## [Brief]
Go through the data below and return each line where the string "facade" appears.

## [Data records]
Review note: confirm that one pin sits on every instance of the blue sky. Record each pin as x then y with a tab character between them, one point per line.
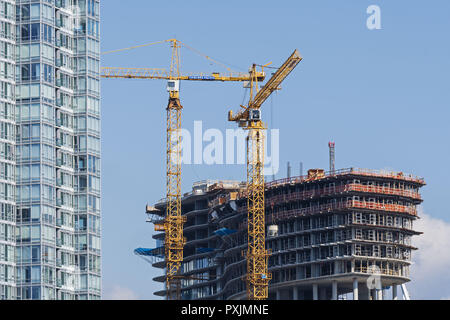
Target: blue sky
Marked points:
382	95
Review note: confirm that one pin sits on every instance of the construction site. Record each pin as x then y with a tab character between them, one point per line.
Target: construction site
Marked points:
327	233
318	236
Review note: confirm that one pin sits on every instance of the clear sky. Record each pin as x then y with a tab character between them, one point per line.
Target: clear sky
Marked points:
382	95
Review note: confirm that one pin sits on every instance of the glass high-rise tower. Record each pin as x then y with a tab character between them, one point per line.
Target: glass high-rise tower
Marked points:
49	150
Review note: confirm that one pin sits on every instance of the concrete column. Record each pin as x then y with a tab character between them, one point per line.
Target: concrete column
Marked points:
355	289
315	291
294	293
334	290
394	292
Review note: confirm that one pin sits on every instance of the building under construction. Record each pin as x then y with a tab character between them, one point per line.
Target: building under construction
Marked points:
329	234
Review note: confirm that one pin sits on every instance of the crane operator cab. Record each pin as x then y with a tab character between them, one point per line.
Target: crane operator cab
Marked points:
254	115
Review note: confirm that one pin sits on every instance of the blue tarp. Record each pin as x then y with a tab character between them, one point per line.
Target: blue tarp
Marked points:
224	232
155	252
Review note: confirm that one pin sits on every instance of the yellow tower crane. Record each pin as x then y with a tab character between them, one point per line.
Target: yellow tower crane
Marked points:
249	118
173	223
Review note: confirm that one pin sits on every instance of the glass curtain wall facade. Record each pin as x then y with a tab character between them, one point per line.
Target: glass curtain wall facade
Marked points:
54	187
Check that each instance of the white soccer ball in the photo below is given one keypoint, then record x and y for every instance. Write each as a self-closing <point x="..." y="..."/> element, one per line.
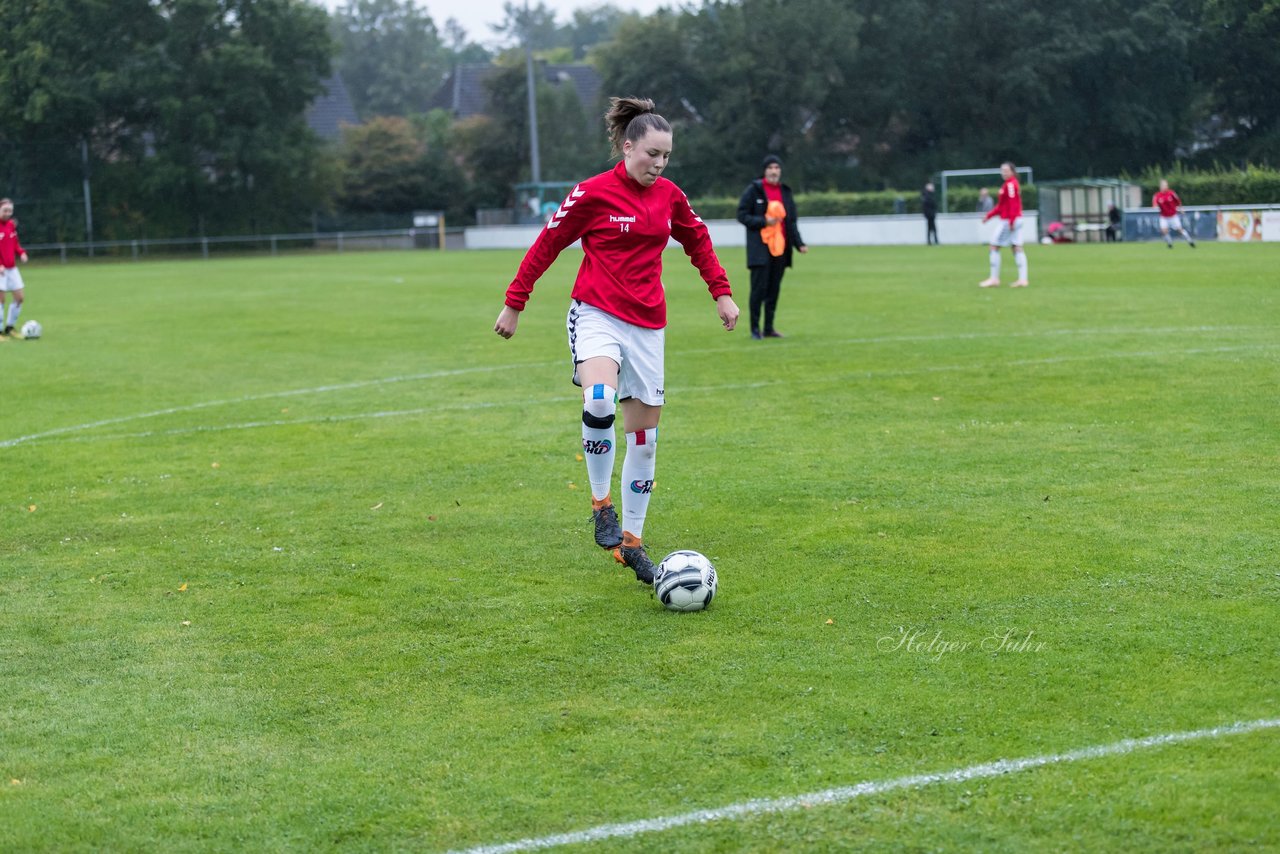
<point x="685" y="580"/>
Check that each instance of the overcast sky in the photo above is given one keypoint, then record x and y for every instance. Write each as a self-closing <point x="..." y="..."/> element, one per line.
<point x="475" y="16"/>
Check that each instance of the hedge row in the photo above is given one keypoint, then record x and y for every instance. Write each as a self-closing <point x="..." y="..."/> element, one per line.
<point x="1251" y="186"/>
<point x="860" y="204"/>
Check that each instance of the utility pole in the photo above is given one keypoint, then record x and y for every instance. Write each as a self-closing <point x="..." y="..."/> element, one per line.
<point x="88" y="202"/>
<point x="534" y="163"/>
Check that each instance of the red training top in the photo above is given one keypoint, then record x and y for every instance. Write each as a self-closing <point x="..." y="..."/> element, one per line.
<point x="624" y="227"/>
<point x="9" y="246"/>
<point x="1168" y="202"/>
<point x="1009" y="206"/>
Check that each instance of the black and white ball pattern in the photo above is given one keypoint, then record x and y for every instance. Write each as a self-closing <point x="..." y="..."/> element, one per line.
<point x="685" y="580"/>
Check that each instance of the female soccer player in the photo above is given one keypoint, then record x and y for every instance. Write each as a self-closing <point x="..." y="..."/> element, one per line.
<point x="1009" y="209"/>
<point x="1168" y="201"/>
<point x="618" y="310"/>
<point x="10" y="281"/>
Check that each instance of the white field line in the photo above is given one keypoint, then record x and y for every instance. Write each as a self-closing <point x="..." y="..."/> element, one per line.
<point x="844" y="794"/>
<point x="461" y="371"/>
<point x="56" y="435"/>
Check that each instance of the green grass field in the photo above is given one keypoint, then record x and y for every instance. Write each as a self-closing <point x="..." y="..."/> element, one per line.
<point x="295" y="556"/>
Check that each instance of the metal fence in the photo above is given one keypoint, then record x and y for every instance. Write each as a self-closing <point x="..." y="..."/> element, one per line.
<point x="272" y="245"/>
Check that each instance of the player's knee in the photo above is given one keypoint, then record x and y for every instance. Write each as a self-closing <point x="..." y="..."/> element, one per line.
<point x="643" y="443"/>
<point x="599" y="406"/>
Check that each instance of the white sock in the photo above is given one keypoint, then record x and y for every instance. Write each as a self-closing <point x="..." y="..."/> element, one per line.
<point x="638" y="469"/>
<point x="598" y="437"/>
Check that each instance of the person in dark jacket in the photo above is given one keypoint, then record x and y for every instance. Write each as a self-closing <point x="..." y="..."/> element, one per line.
<point x="768" y="211"/>
<point x="929" y="208"/>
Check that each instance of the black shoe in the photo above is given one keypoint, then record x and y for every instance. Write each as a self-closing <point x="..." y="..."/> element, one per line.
<point x="608" y="533"/>
<point x="632" y="553"/>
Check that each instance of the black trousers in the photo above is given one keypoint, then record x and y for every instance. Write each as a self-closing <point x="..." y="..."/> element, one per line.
<point x="766" y="283"/>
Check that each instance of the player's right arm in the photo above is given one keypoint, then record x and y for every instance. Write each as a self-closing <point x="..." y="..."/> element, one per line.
<point x="568" y="224"/>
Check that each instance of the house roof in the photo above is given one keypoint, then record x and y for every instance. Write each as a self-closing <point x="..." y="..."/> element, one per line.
<point x="464" y="94"/>
<point x="330" y="110"/>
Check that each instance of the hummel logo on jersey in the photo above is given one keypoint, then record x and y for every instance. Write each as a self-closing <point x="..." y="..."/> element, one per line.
<point x="565" y="205"/>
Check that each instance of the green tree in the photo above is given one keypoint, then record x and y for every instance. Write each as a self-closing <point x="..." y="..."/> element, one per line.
<point x="391" y="55"/>
<point x="192" y="109"/>
<point x="225" y="146"/>
<point x="1239" y="62"/>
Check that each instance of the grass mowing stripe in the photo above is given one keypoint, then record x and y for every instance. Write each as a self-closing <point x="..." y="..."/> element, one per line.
<point x="410" y="378"/>
<point x="842" y="794"/>
<point x="384" y="414"/>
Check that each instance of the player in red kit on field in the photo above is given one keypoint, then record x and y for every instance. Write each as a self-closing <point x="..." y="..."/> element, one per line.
<point x="1168" y="201"/>
<point x="1009" y="209"/>
<point x="618" y="310"/>
<point x="10" y="281"/>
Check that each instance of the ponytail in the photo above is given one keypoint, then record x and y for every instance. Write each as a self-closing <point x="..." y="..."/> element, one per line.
<point x="631" y="118"/>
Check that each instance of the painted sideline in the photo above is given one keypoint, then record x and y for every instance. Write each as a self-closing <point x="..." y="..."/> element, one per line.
<point x="766" y="805"/>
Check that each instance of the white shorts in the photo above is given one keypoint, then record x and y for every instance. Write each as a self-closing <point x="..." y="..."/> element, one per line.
<point x="1009" y="233"/>
<point x="10" y="279"/>
<point x="638" y="351"/>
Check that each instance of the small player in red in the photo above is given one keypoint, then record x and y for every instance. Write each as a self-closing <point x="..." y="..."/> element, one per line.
<point x="1009" y="209"/>
<point x="10" y="281"/>
<point x="1168" y="201"/>
<point x="617" y="313"/>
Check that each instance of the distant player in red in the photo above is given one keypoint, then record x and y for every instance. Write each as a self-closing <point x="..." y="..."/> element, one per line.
<point x="1168" y="201"/>
<point x="617" y="314"/>
<point x="1009" y="209"/>
<point x="10" y="281"/>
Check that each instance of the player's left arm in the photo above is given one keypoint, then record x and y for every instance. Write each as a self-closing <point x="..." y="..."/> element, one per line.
<point x="690" y="232"/>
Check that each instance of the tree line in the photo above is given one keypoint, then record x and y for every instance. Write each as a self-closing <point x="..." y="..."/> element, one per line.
<point x="187" y="117"/>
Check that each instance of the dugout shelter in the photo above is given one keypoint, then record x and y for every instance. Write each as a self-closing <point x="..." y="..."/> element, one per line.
<point x="1082" y="204"/>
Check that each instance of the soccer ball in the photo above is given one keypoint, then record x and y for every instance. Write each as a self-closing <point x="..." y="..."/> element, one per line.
<point x="685" y="581"/>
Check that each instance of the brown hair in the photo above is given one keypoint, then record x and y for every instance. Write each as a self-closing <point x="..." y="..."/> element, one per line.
<point x="630" y="118"/>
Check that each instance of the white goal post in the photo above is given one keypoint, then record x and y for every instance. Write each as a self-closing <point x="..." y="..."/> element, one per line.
<point x="967" y="173"/>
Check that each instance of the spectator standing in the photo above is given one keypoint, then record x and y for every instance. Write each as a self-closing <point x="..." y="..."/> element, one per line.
<point x="768" y="211"/>
<point x="1112" y="223"/>
<point x="929" y="208"/>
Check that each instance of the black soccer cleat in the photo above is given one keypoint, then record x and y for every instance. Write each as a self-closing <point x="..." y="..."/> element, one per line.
<point x="632" y="553"/>
<point x="608" y="531"/>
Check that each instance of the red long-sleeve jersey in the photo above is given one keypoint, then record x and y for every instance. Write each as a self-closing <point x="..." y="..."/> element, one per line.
<point x="1168" y="202"/>
<point x="9" y="247"/>
<point x="624" y="227"/>
<point x="1009" y="204"/>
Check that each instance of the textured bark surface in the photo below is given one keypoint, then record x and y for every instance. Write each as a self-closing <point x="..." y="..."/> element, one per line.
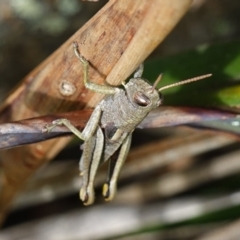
<point x="115" y="41"/>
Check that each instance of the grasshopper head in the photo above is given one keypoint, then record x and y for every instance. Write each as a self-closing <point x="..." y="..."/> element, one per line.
<point x="142" y="94"/>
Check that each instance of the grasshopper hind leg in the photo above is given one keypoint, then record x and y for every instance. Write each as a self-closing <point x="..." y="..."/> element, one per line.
<point x="115" y="166"/>
<point x="89" y="164"/>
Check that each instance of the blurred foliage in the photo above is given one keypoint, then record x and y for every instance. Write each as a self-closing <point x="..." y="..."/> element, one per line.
<point x="221" y="90"/>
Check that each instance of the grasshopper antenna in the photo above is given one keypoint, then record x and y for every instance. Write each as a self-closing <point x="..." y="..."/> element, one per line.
<point x="156" y="82"/>
<point x="182" y="82"/>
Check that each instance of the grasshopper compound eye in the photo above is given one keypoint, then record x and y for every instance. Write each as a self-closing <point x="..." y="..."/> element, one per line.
<point x="141" y="99"/>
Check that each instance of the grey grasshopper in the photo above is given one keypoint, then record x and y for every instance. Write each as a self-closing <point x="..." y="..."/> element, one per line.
<point x="107" y="135"/>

## [Your solution]
Review note: confirm that one pin sits on every instance of the glass curtain wall facade. Record each pin as x then y with a tab character between them, one point per line.
Target: glass curtain wall facade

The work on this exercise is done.